- _Problem 1_:
Answer these questions from the market commentary:
(a) What unemployment rate does it cite?
(b) Which company raised prices on its auto manufacturing products, and by what percentage?
(c) Which three examples are given for the stocks bought by the first camp?

- _Document segment_:
Well, in the short term, we got ourselves a market of stock and bond buyer rotation. This is why I'm not anxious to deploy our hard one 60%+ 2018 profits into the firestorm quite yet. which most institutional investors have mostly moved into three distinct ideological camps (for the time being):


1) This is the @#%@$#%WTF is the Fed doing camp? In this belief camp, you are a buyer of consumer non-cyclical/non-discretionary stocks with 3%+ yields and hunker down.  Think ATT, Pepsi and Utilities. They are going into the bunker as they are convinced the Fed has a death wish for the stock market after 10 years of mindlessly supporting stocks by making bonds and cash relatively worthless. That and the 3.7% unemployment rates (last time we hit that in 1969 we had a mild recession) and this camp sees the U.S.  expansion peaking in early2019. This camp sees  strong U.S. macroeconomic data (which clears the way for the now active Fed to continue raising short-term rates to cool-down the economy by "taking the punch bowl away") and the tighter-than-expected monetary trajectory hawkishness of rookie Fed Chairman Powell last week saying "We will undoubtedly take Fed rates above the neutral level regardless of the data" and the say "Yo--what happened to the "data dependent" Fed?" Data-dependent was a code word for "we learned our lesson from the Taper Tantrum in 2012 (the bond market crash in June 2012 when Bernanke said he was reversing Fed monetary policy and bondholders puked up bonds so hard he chickened out and reversed himself). Now add in global bonds hitting fresh milestones of misery--read $8 trillion of Italian Euro bonds and Emerging Market bonds denominated in appreciating dollars. 

Key point: Remember it's the velocity of the move in anything that is more jarring than the upward move itself (we live in a data algorithm world and when bond prices move two standard deviations lower in 5-trading days the algo/black box bells go off and dump first/think second).  

2) The second camp is "The Inflation Genie is Out of the Bottle" camp. This camp believes the Fed is already behind the inflation curve and they are selling high growth/high PE  stocks because the inflation they forecast makes their future after-inflation or "real" earnings worth less today. They believe we have a combo cocktail brew of killer inflation creating events: A) clearly rising oil and most commodity prices where Russia and Saudi Arabia can't replace the Iranian light sweet crude now cut-off by U.S. sanctions  B) Upward trending wage inflation from companies desperate to staff (ditto--bonds go down in value when inflation assumptions go up because higher inflation expectations make bonds go down in value/higher in yield to keep their after-inflation real yield) C) transportation and tariffed input costs going up fast enough to push goods maker to raise prices (PPG today raised prices on all their auto manufacturing products 10% citing rising input costs like transportation and metals they are passing along to their customers. are conspiring to push Treasury yields to cycle-highs, hitting money managers of all stripes.) as well as a behind the curve Fed.

- _Material shown_:

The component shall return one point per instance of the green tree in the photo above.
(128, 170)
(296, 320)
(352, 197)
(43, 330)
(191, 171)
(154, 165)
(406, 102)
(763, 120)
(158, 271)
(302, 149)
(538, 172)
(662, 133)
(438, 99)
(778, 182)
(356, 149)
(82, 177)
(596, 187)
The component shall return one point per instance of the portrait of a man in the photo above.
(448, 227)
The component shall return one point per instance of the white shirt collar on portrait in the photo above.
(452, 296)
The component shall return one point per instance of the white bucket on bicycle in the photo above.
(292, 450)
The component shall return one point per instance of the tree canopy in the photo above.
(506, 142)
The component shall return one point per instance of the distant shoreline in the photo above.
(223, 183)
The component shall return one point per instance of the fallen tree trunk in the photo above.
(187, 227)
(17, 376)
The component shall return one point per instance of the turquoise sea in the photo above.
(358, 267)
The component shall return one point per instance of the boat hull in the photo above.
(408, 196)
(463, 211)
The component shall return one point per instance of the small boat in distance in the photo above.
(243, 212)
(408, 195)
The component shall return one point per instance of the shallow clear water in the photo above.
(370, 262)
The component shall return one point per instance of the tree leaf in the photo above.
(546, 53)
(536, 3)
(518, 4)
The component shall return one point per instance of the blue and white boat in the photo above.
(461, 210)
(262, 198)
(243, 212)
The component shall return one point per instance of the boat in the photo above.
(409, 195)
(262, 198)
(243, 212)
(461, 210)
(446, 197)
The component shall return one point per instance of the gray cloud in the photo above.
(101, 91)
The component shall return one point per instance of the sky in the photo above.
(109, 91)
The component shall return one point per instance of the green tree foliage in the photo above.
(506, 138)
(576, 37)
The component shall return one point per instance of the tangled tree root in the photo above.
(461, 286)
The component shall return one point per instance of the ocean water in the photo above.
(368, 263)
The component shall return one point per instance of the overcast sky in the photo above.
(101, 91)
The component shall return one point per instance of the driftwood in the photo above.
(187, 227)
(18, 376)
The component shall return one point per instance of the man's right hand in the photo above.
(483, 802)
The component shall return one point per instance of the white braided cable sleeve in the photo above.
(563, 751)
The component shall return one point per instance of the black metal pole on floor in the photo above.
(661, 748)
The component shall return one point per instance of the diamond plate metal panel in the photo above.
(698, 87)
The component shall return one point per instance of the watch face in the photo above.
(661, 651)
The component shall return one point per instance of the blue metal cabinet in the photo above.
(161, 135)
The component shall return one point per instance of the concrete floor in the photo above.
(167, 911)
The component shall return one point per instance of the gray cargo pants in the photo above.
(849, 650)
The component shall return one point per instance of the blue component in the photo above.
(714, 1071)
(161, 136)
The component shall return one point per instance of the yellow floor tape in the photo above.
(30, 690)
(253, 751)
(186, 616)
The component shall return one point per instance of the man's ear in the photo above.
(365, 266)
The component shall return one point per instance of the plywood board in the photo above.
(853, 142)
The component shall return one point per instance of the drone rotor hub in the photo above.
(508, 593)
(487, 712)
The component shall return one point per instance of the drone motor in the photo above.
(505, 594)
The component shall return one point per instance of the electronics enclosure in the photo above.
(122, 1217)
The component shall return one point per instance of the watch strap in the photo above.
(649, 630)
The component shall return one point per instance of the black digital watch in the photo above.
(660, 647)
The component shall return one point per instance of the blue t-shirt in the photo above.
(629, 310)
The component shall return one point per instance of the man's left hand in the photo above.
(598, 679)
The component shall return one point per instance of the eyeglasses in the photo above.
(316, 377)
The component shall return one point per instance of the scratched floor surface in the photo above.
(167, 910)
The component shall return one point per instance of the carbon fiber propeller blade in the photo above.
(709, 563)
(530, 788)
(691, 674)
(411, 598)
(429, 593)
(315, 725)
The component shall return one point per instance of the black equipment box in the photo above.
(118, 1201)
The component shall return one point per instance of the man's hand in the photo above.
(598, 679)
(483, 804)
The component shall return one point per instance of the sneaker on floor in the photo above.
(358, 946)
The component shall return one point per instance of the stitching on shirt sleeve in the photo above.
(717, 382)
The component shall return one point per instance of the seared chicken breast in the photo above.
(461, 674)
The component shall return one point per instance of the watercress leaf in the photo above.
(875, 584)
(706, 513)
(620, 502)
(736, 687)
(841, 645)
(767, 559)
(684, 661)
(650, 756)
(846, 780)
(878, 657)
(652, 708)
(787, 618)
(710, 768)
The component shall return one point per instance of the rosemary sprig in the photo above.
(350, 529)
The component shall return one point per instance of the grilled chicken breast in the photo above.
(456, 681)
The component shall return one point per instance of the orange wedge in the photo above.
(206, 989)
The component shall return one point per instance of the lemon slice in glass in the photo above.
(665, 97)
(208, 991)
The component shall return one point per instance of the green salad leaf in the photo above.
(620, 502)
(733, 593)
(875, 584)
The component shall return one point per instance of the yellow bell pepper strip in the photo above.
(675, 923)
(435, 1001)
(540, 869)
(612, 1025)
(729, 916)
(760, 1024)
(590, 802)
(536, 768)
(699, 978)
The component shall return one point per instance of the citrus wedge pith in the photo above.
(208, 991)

- _Problem 2_:
Rewrite the listing from the line containing "The component shall return one point per instance of the grilled" through its final line, inclusive. Replace every "component" with "module" and leave everything else unchanged.

- _Finished answer 1_:
(a) 3.7%
(b) PPG, by 10%
(c) ATT, Pepsi and Utilities

- _Finished answer 2_:
The module shall return one point per instance of the grilled chicken breast in the photo above.
(456, 681)
The module shall return one point per instance of the orange wedge in the photo above.
(206, 989)
The module shall return one point per instance of the lemon slice in glass in the photo above.
(665, 97)
(208, 991)
The module shall return one point per instance of the green salad leaf in the photo above.
(620, 502)
(733, 593)
(875, 584)
The module shall return one point per instance of the yellow bell pepper strip in the photo above.
(675, 923)
(435, 1001)
(540, 869)
(612, 1025)
(729, 916)
(760, 1024)
(590, 802)
(536, 768)
(699, 978)
The module shall return one point per instance of the citrus wedge pith in the photo above.
(208, 991)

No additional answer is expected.